• Material to process:
□ □ □ □ □

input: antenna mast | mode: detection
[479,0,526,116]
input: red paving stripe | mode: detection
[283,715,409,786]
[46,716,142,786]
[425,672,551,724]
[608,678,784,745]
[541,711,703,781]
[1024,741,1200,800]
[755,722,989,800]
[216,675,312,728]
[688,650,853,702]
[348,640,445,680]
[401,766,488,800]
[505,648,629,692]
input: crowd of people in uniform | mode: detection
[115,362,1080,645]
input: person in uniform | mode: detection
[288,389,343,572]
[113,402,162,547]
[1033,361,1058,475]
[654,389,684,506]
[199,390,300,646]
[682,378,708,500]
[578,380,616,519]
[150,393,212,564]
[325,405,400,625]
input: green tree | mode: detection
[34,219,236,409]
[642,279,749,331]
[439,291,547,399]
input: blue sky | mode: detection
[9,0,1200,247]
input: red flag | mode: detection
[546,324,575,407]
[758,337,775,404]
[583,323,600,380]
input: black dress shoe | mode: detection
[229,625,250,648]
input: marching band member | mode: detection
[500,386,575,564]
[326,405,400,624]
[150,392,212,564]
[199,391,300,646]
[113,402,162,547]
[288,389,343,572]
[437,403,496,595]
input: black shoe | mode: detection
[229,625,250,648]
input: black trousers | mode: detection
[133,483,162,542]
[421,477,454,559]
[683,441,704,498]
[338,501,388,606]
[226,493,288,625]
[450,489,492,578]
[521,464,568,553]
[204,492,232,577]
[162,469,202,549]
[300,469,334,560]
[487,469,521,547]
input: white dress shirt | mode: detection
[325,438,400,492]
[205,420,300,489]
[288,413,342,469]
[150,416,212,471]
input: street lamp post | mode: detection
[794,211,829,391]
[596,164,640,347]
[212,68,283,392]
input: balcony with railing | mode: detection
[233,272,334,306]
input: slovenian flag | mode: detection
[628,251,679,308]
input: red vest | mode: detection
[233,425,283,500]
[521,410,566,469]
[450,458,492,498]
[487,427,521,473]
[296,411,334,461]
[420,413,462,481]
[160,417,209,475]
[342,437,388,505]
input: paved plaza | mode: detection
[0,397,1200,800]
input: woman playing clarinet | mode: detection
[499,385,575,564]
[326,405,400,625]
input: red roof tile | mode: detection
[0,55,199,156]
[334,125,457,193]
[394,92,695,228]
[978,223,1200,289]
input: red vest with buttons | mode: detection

□ □ □ □ □

Starting at the row containing "input: green tree | mode: detection" and ending at the last row, write out every row again, scaling each bounding-box coordinate by 0.65 and rounding it to a whole number, with halves rounded up. Copy the input rows unchanged.

• Solution below:
input: green tree | mode: detection
[22,142,153,266]
[417,181,487,215]
[285,189,356,259]
input: blue sky | mode: detection
[6,0,780,161]
input: red flag | mode: detection
[355,211,374,265]
[493,219,504,263]
[379,210,390,247]
input: black dress shoe | mode: detection
[149,406,163,421]
input: marching band member | mode: detection
[325,251,374,367]
[212,263,260,406]
[98,255,138,367]
[129,254,195,420]
[73,261,105,356]
[187,253,223,372]
[284,262,322,387]
input: black shoe | mode: detection
[149,406,163,421]
input: black trousers | mode: detection
[86,314,105,352]
[274,310,295,363]
[444,287,458,324]
[220,326,252,394]
[147,320,187,406]
[293,318,320,376]
[339,302,369,359]
[133,320,151,375]
[105,305,131,357]
[195,305,217,364]
[317,305,339,356]
input: white dress shirt | mode: detection
[211,285,260,320]
[133,273,195,318]
[187,268,222,305]
[98,270,138,306]
input: street lamp post | mode: detection
[516,137,539,254]
[387,107,416,226]
[138,44,184,255]
input: balcony with railing | mode: detection
[151,177,217,199]
input: slovenian flag | mode: detection
[408,163,441,200]
input: red vest | mode: detection
[151,276,184,325]
[339,267,368,305]
[293,298,320,324]
[317,278,339,307]
[192,267,217,300]
[273,268,300,313]
[104,271,136,309]
[222,284,252,328]
input: paved plaza | mode: detection
[0,258,780,520]
input: woman playing clarinet | mode: detection
[324,250,374,367]
[212,263,260,406]
input: red roof tile | mode: detection
[0,36,129,101]
[217,81,297,125]
[256,60,452,148]
[636,145,780,188]
input: red vest with buttons | mode: detection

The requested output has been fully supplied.